## Text segment
****************

The Perpetual Union is a feature of the Articles of Confederation and Perpetual Union, which established the United States of America as a political entity and, under later constitutional law, means that U.S. states are not permitted to withdraw from the Union.

The Articles of Confederation detailed the rights, responsibilities, and powers of the newly independent United States of America. However, the Articles provided a system of government considered too weak by the nationalists led by George Washington. It was superseded in 1789 by the ratification of the U.S. Constitution, a document written and approved at the 1787 Constitutional Convention.

==Historical origins==
The concept of a Union of the British American States originated gradually during the 1770s as the struggle for independence unfolded. In his first inaugural address on March 4, 1861, Abraham Lincoln stated:

The Union is much older than the Constitution. It was formed, in fact, by the Articles of Association in 1774. It was matured and continued by the Declaration of Independence in 1776. It was further matured, and the faith of all the then thirteen States expressly plighted and engaged that it should be perpetual, by the Articles of Confederation in 1778. And finally, in 1787, one of the declared objects for ordaining and establishing the Constitution was to form a more perfect Union.

****************

## Work request 1
Answer the following from the text on the Perpetual Union:
(a) In what year was the government of the Articles of Confederation superseded by ratification of the U.S. Constitution?
(b) On what date did Abraham Lincoln deliver his first inaugural address?
(c) According to the quoted address, by what document was the Union formed in 1774?
## Work request 2
Transcribe the portion of the text on the Perpetual Union that lies between "The Union is" and "more perfect Union.", inclusive.
## Work request 3
Continue the text on the Perpetual Union from its final sentence onward.

## Records
****************

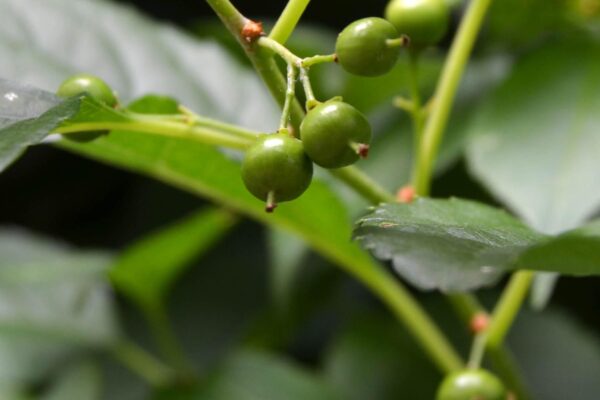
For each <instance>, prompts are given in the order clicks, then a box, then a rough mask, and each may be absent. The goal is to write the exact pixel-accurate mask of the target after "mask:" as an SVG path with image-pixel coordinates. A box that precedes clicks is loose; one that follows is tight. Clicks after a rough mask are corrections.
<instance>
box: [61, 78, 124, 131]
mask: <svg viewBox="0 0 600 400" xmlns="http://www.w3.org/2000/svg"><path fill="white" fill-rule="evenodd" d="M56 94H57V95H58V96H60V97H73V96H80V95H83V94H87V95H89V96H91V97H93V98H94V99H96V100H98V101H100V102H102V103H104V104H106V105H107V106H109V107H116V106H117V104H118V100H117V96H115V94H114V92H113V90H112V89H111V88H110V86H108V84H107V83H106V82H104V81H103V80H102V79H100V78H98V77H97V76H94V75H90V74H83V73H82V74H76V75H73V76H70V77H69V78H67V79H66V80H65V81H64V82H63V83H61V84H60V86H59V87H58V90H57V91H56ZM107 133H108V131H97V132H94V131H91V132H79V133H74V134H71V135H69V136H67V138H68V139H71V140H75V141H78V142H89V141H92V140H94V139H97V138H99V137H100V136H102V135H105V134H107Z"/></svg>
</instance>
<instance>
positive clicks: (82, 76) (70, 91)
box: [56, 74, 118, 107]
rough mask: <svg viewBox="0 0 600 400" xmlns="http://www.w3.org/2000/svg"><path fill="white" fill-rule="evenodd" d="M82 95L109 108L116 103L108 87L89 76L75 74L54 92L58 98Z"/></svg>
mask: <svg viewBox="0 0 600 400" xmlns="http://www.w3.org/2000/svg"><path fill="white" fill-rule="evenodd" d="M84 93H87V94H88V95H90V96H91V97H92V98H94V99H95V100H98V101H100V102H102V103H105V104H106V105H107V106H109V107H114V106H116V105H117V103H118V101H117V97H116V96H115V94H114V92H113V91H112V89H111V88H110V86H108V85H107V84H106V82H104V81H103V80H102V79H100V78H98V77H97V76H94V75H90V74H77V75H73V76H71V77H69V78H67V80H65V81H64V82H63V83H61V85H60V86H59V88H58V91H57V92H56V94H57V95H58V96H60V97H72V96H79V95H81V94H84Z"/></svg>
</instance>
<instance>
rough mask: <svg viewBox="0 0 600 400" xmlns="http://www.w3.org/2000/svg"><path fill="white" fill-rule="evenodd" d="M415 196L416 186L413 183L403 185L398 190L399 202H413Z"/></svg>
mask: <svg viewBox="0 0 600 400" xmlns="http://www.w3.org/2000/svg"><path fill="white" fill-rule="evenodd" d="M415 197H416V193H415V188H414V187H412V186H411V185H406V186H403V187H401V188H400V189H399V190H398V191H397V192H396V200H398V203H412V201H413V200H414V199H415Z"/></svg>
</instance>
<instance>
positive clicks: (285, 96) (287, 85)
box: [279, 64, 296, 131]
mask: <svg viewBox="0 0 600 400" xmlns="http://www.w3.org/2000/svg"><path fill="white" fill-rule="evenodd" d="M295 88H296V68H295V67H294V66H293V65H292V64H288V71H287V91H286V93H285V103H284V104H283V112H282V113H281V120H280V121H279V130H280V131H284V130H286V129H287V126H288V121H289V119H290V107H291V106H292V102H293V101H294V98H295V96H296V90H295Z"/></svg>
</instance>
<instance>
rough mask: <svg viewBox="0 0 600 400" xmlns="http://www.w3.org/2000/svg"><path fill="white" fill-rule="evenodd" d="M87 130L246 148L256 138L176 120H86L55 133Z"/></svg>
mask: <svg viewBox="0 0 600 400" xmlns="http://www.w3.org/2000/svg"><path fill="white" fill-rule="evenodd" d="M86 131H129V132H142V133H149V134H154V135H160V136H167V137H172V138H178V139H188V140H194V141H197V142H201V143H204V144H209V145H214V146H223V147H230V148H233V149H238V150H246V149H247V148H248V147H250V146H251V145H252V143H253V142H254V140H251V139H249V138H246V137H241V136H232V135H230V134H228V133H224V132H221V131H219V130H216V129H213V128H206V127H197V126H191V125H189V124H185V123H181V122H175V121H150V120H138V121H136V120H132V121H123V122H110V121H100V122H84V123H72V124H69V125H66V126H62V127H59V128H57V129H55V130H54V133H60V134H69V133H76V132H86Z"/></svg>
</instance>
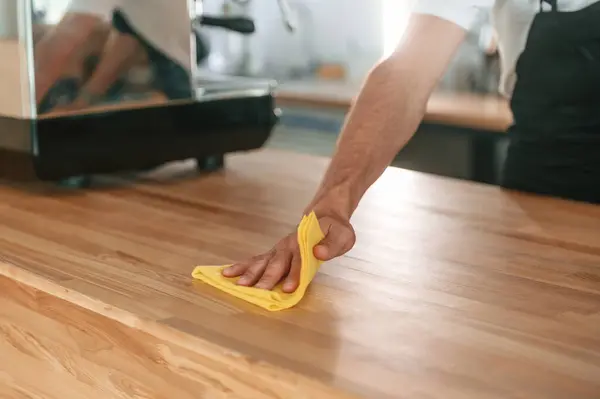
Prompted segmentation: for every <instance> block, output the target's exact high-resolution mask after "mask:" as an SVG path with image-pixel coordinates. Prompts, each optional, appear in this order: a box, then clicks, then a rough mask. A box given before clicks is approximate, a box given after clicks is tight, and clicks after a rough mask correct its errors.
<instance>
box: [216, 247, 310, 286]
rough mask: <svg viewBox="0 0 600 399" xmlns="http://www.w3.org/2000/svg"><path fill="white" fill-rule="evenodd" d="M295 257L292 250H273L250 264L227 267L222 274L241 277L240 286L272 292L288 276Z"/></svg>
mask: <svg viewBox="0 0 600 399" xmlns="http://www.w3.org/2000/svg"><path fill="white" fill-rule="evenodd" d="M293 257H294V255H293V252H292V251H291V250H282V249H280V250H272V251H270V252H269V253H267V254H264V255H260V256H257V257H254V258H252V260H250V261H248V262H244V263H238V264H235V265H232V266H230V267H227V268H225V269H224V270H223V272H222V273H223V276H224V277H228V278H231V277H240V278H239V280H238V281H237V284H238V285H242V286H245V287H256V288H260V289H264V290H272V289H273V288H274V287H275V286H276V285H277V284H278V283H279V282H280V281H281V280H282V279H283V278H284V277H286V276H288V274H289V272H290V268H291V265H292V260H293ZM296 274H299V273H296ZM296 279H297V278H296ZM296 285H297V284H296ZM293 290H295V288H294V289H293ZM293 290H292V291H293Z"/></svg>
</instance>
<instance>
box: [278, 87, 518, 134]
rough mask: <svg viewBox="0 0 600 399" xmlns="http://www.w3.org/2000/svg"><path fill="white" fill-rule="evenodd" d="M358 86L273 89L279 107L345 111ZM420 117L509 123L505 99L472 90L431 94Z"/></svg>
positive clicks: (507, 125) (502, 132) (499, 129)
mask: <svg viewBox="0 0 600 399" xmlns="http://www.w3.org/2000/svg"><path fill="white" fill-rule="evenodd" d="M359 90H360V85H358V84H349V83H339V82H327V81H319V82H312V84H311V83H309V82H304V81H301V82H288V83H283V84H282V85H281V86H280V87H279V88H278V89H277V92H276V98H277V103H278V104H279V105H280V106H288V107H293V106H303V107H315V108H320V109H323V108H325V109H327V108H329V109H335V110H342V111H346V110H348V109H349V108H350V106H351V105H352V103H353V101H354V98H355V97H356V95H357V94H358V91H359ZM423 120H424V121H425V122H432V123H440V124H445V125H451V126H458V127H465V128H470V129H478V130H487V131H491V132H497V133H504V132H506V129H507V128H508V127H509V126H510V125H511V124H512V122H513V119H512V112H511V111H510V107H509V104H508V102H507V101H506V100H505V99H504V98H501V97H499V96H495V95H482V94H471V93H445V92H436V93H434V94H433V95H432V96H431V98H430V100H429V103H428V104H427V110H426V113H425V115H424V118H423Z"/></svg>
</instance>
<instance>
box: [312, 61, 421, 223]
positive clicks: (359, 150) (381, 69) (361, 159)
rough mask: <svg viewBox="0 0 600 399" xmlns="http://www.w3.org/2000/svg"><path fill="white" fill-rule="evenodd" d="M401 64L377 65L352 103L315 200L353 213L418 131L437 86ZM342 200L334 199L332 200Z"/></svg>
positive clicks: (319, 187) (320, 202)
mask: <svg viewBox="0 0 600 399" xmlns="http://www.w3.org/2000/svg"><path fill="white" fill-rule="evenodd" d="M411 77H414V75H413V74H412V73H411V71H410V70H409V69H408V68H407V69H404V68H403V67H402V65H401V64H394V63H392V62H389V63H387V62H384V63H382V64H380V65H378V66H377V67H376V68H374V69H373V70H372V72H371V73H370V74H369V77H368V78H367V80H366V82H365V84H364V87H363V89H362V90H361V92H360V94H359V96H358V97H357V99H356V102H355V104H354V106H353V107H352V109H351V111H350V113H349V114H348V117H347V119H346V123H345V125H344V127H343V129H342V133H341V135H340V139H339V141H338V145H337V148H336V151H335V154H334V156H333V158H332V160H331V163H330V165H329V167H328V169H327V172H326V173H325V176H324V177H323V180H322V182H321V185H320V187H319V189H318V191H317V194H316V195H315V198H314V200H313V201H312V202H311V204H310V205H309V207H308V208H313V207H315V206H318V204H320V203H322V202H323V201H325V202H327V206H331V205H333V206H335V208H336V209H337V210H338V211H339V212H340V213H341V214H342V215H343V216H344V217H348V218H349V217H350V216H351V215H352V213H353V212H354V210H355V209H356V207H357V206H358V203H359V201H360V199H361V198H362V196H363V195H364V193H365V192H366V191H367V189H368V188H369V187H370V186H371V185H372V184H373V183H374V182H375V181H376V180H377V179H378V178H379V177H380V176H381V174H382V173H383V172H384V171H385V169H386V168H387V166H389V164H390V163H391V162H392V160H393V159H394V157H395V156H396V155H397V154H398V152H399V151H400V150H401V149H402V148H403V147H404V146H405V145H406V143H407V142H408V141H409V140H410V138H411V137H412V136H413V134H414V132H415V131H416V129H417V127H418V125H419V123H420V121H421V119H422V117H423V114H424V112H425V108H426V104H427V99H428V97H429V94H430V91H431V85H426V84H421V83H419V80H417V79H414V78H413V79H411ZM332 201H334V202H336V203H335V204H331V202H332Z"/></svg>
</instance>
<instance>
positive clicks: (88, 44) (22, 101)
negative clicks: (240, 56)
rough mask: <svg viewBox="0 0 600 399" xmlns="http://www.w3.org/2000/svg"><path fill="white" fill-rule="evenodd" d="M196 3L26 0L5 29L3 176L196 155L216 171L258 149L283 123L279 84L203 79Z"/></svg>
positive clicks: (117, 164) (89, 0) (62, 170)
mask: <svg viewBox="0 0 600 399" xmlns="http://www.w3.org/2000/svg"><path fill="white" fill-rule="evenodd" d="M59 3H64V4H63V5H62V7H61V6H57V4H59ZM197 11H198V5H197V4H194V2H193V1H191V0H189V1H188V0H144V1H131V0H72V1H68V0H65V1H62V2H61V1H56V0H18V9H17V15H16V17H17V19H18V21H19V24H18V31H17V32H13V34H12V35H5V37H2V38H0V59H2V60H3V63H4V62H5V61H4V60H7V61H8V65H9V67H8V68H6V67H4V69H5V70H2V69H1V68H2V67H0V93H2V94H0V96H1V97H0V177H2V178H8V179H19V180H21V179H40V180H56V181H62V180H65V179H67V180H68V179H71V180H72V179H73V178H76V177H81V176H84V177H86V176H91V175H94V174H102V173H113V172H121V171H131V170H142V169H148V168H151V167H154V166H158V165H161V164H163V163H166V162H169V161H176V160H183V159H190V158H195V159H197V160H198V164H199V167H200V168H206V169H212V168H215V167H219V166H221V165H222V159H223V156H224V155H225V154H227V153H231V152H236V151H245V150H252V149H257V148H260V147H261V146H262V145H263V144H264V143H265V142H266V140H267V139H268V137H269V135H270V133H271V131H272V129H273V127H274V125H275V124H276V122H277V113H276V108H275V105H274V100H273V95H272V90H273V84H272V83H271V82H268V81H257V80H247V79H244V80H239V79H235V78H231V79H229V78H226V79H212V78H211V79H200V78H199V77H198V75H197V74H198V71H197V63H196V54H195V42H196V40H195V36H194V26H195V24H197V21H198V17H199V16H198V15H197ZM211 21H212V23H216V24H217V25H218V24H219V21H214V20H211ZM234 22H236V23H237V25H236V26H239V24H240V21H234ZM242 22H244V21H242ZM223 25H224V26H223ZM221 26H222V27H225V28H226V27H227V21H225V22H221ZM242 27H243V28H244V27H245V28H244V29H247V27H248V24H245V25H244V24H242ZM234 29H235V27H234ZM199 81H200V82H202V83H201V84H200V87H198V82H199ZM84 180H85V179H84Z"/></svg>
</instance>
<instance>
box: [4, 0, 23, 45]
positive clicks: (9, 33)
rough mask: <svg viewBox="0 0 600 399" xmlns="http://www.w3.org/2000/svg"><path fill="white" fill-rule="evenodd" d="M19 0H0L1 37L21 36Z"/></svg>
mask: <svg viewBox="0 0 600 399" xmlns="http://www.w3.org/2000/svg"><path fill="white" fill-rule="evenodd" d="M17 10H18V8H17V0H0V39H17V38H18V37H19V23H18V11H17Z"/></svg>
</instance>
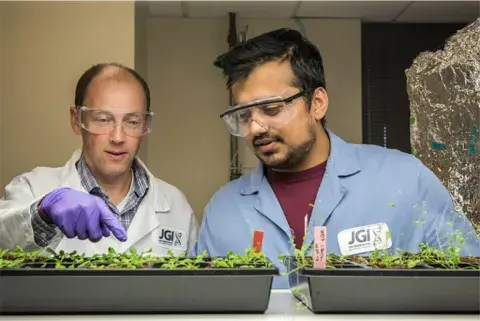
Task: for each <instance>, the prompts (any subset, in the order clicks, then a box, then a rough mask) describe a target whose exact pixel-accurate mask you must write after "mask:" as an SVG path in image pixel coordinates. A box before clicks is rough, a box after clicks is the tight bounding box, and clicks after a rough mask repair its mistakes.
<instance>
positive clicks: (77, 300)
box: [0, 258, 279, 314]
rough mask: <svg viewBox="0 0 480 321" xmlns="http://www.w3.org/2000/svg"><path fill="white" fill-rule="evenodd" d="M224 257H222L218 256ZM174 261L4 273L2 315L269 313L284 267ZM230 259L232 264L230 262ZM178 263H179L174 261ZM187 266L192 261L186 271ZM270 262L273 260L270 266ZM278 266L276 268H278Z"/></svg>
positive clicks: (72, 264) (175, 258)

****************

## Exercise output 1
(a) 1789
(b) March 4, 1861
(c) The Articles of Association

## Exercise output 2
The Union is much older than the Constitution. It was formed, in fact, by the Articles of Association in 1774. It was matured and continued by the Declaration of Independence in 1776. It was further matured, and the faith of all the then thirteen States expressly plighted and engaged that it should be perpetual, by the Articles of Confederation in 1778. And finally, in 1787, one of the declared objects for ordaining and establishing the Constitution was to form a more perfect Union.

## Exercise output 3
A significant step was taken on June 12, 1776, when the Second Continental Congress approved the drafting of the Articles of Confederation, following a similar approval to draft the Declaration of Independence on June 11. The purpose of the former document was not only to define the relationship among the new states but also to stipulate the permanent nature of the new union. Accordingly, Article XIII states that the Union "shall be perpetual". While the process to ratify the Articles began in 1777, the Union only became a legal entity in 1781 when all states had ratified the agreement. The Second Continental Congress approved the Articles for ratification by the sovereign States on November 15, 1777, which occurred during the period from July 1778 to March 1781.

The 13th ratification by Maryland was delayed for several years due to conflict of interest with some other states, including the western land claims of Virginia. After Virginia passed a law on January 2, 1781, relinquishing the claims, the path forward was cleared. On February 2, 1781, the Maryland state legislature in Annapolis passed the Act to ratify and on March 1, 1781, the Maryland delegates to the Second Continental Congress in Philadelphia formally signed the agreement. Maryland's final ratification of the Articles of Confederation and Perpetual Union established the requisite unanimous consent for the legal creation of the United States of America.

==Significance==
From the start the Union has carried with it importance in national affairs. There was a sense of urgency in completing the legal Union during the American Revolutionary War. Maryland's ratification act stated, "[I]t hath been said that the common enemy is encouraged by this State not acceding to the Confederation, to hope that the union of the sister states may be dissolved". The nature of the Union was hotly debated during a period lasting from the 1830s through its climax during the American Civil War. During the war, the remaining U.S. states that were not joining the breakaway Confederates were called "the Union".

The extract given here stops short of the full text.